# WHAT YOU ARE ASKED TO DO:
Could you retype every line of the records below, keeping each one unchanged?

(Pointing records for named objects)
"""

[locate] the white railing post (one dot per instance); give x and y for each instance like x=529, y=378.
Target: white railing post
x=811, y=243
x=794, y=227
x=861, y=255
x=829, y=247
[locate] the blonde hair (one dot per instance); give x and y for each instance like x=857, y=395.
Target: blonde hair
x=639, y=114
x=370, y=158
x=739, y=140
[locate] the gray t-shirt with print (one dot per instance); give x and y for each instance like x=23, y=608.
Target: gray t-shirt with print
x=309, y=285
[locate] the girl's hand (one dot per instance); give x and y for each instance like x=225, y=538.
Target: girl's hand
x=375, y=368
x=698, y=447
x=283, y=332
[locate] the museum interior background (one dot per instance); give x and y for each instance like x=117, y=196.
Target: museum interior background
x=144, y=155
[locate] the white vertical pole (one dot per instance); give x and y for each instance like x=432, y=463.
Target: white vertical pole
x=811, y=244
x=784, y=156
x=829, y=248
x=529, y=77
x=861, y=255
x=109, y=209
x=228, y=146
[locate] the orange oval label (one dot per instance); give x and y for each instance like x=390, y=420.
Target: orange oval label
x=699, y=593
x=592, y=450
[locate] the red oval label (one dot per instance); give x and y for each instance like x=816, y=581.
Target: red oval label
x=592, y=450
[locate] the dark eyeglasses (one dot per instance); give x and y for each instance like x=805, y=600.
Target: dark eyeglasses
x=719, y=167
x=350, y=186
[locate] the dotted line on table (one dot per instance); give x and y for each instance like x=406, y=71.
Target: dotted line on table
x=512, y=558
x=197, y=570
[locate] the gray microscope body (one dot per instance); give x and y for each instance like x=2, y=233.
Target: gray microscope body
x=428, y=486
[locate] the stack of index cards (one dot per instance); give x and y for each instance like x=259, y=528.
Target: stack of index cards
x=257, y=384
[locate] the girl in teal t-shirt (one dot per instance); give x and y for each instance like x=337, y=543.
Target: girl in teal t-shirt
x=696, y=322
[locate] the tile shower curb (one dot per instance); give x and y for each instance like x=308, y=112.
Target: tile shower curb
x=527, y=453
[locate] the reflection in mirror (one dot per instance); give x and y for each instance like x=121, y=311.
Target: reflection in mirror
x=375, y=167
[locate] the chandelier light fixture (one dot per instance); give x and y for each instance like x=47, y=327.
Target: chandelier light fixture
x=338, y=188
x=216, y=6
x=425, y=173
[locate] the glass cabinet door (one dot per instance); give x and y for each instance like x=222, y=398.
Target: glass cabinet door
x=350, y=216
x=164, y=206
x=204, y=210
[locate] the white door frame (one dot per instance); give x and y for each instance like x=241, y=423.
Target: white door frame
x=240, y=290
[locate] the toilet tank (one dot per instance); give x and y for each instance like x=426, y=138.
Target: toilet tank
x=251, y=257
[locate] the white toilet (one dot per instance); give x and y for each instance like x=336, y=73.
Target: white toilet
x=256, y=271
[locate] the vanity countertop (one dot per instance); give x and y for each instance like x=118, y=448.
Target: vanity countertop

"""

# ANSWER TO THIS PROBLEM:
[locate] the white railing post (one dot per instance); give x and y for each instance like x=529, y=378.
Target: white railing post
x=811, y=243
x=794, y=227
x=861, y=255
x=829, y=247
[locate] the blonde hair (one dot per instance); give x and y for each instance like x=857, y=395.
Target: blonde hair
x=639, y=114
x=370, y=158
x=739, y=140
[locate] the gray t-shirt with print (one dot per instance); give x and y for each instance like x=23, y=608.
Target: gray t-shirt with print
x=309, y=285
[locate] the girl's hand (one dot per instance); give x and y for each instance like x=225, y=538.
Target: girl's hand
x=375, y=368
x=698, y=447
x=283, y=332
[locate] the museum interior background (one dot per instance); give x and y for each instance like x=117, y=196.
Target: museum interior background
x=144, y=155
[locate] the white vertical pole (one dot per instance); give x and y for each instance like x=432, y=463.
Target: white vertical pole
x=811, y=244
x=784, y=156
x=829, y=248
x=529, y=77
x=861, y=255
x=109, y=209
x=228, y=146
[locate] the orange oval label (one dot per instance); give x and y for each instance like x=390, y=420.
Target: orange oval label
x=699, y=593
x=592, y=450
[locate] the red oval label (one dot per instance); give x and y for each instance like x=816, y=581.
Target: red oval label
x=592, y=450
[locate] the dark eyeglasses (one dot per instance); give x and y for each instance like x=805, y=600.
Target: dark eyeglasses
x=719, y=167
x=350, y=186
[locate] the dotted line on table (one dot per instance); give x and y for each instance like x=406, y=71.
Target: dotted line on table
x=512, y=558
x=197, y=570
[locate] the gray microscope body (one dot per instance); give x and y for each instance like x=2, y=233.
Target: gray microscope body
x=428, y=486
[locate] the stack of index cards (one dot per instance); give x and y for each instance like x=259, y=528.
Target: stack of index cards
x=257, y=384
[locate] the girl in teal t-shirt (one dot per instance); give x and y for each instance like x=337, y=543.
Target: girl in teal t-shirt
x=696, y=322
[locate] the tile shower curb (one dot per instance); give x and y for each instance like x=308, y=112.
Target: tile shower curb
x=527, y=453
[locate] the reflection in mirror (one dot per instance); give x and y for each instance like x=121, y=311.
Target: reflection in mirror
x=375, y=167
[locate] the chandelier light fixture (one dot per instance); give x and y for each instance like x=47, y=327.
Target: chandelier light fixture
x=338, y=188
x=216, y=6
x=425, y=173
[locate] the glass cabinet door (one dot per instance); give x and y for each instance like x=222, y=398.
Target: glass cabinet door
x=350, y=216
x=164, y=206
x=204, y=210
[locate] the white door frame (one dot per instance); give x and y for each instance like x=241, y=423.
Target: white door frame
x=240, y=290
[locate] the toilet tank (one dot per instance); give x and y for each instance like x=426, y=138.
Target: toilet tank
x=251, y=257
[locate] the white toilet (one dot per instance); give x and y for each instance like x=336, y=73.
Target: white toilet
x=256, y=271
[locate] the vanity countertop (one dot per instance); give x and y for each instance like x=118, y=448.
Target: vanity countertop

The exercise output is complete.